• QUÉ SE PIDE:
a: En el texto sobre la ley de consulta previa, ¿qué industrias se dan como ejemplo de las extractivo-depredadoras-contaminantes?
b: Reproduce del texto sobre la ley de consulta previa el pasaje que va de "Con excesivo entusiasmo, un" a "sensibilización e información.", sin cambiar nada.
c: Prosigue el texto sobre la ley de consulta previa a partir de su última oración.

== FRAGMENTO DEL DOCUMENTO ==

Con excesivo entusiasmo, un sector de las organizaciones representativas de los pueblos indígenas de nuestro país y de ONGs que defienden sus derechos vienen celebrando la aprobación de la tan esperada “Ley de Consulta Previa, Libre e Informada”, acontecimiento histórico que, si bien es cierto merece destacarse por constituirse como un avance en el reconocimiento de los derechos colectivos de nuestros pueblos indígenas, debe tomarse con mucha cautela, dado que un somero análisis de su contenido permite vislumbrar algunos efectos nocivos que nadie que se identifique de verdad con la reivindicación histórica de estos pueblos y con la defensa de nuestro medio ambiente desea, pero que pueden ser desastrosos si no se realizan acciones urgentes de sensibilización e información.
En efecto, aunque esta ley puede resultar en cierta forma favorable para las comunidades campesinas o nativas que tienen una oposición claramente definida e informada frente a las industrias extractivo-depredadoras- contaminantes (minería, petróleo, gas, centrales hidroeléctricas, cultivo de transgénicos, biocombustibles, etc.), no es menos cierto que lo mismo no ocurre en el caso de aquellas comunidades cuyos miembros cuentan con poca información al respecto o que, simplemente, son susceptibles de ser engañados por las empresas transnacionales en complicidad con algunos de sus dirigentes comunales. Situación esta última que puede terminar legitimando la usurpación y el despojo de sus territorios ancestrales, además de la destrucción de su entorno ambiental, con el discurso de que dichas industrias son las únicas que les pueden traer el tan ansiado “desarrollo económico” y el “progreso” que el Estado y la sociedad criolla les han negado toda la vida.

===
== MATERIAL DISPONIBLE ==

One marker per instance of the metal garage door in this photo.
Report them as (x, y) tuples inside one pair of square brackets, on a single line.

===

• RESPUESTAS:
a: Minería, petróleo, gas, centrales hidroeléctricas, cultivo de transgénicos y biocombustibles.

b:
Con excesivo entusiasmo, un sector de las organizaciones representativas de los pueblos indígenas de nuestro país y de ONGs que defienden sus derechos vienen celebrando la aprobación de la tan esperada “Ley de Consulta Previa, Libre e Informada”, acontecimiento histórico que, si bien es cierto merece destacarse por constituirse como un avance en el reconocimiento de los derechos colectivos de nuestros pueblos indígenas, debe tomarse con mucha cautela, dado que un somero análisis de su contenido permite vislumbrar algunos efectos nocivos que nadie que se identifique de verdad con la reivindicación histórica de estos pueblos y con la defensa de nuestro medio ambiente desea, pero que pueden ser desastrosos si no se realizan acciones urgentes de sensibilización e información.

c:
Esto que estamos advirtiendo no lo hacemos, claro está, porque seamos cómplices de las transnacionales o porque estemos de acuerdo con los neoliberales que creen que esto va a espantar a la “inversión privada”. ¡No!, ¡nada de eso! Lo único que tratamos de advertir desde ahora mismo a las organizaciones indígenas y a sus aliados es que esta ley no es la solución para los terribles problemas sociales y ambientales que padecen las comunidades originarias por culpa del gran capital y del Estado. En efecto, somos de la opinión de que ni esta ley ni el derecho a la consulta en sí mismos son los mejores instrumentos para frenar la invasión destructora de las industrias extractivas. Simplemente, estamos seguros de que, con su aprobación, se inicia una nueva etapa en el proceso de expoliación del que han sido víctimas históricamente los pueblos indígenas de nuestro país, proceso de despojo que probablemente cobrará mayor fuerza al revestirse con la legalidad de un tratado internacional como es el Convenio N.º 169 de la OIT y el “consentimiento” de las comunidades[1].
Y la razón de ello, a nuestro modesto entender, es una muy simple: que mientras el Estado y el conjunto de la sociedad peruana no respeten de verdad los derechos de nuestra Madre Tierra, el pleno e irrestricto reconocimiento de los derechos de los pueblos indígenas seguirá siendo una utopía.
Pero, volviendo sobre los efectos negativos que puede generar la consulta previa, quizás sirvan para ilustrarnos algunos casos recientes. Por ejemplo: ¿podemos imaginarnos el desastre ecológico que le ocurriría a la cuenca del río Casma y a las trece lagunas ubicadas dentro de los territorios de la comunidad campesina de Ecash (provincia de Yungay, Ancash), si esta comunidad acepta -como al parecer sucederá- ceder sus tierras para la explotación del proyecto minero “San Luis” de la Empresa Reliant Ventures S.A.C.?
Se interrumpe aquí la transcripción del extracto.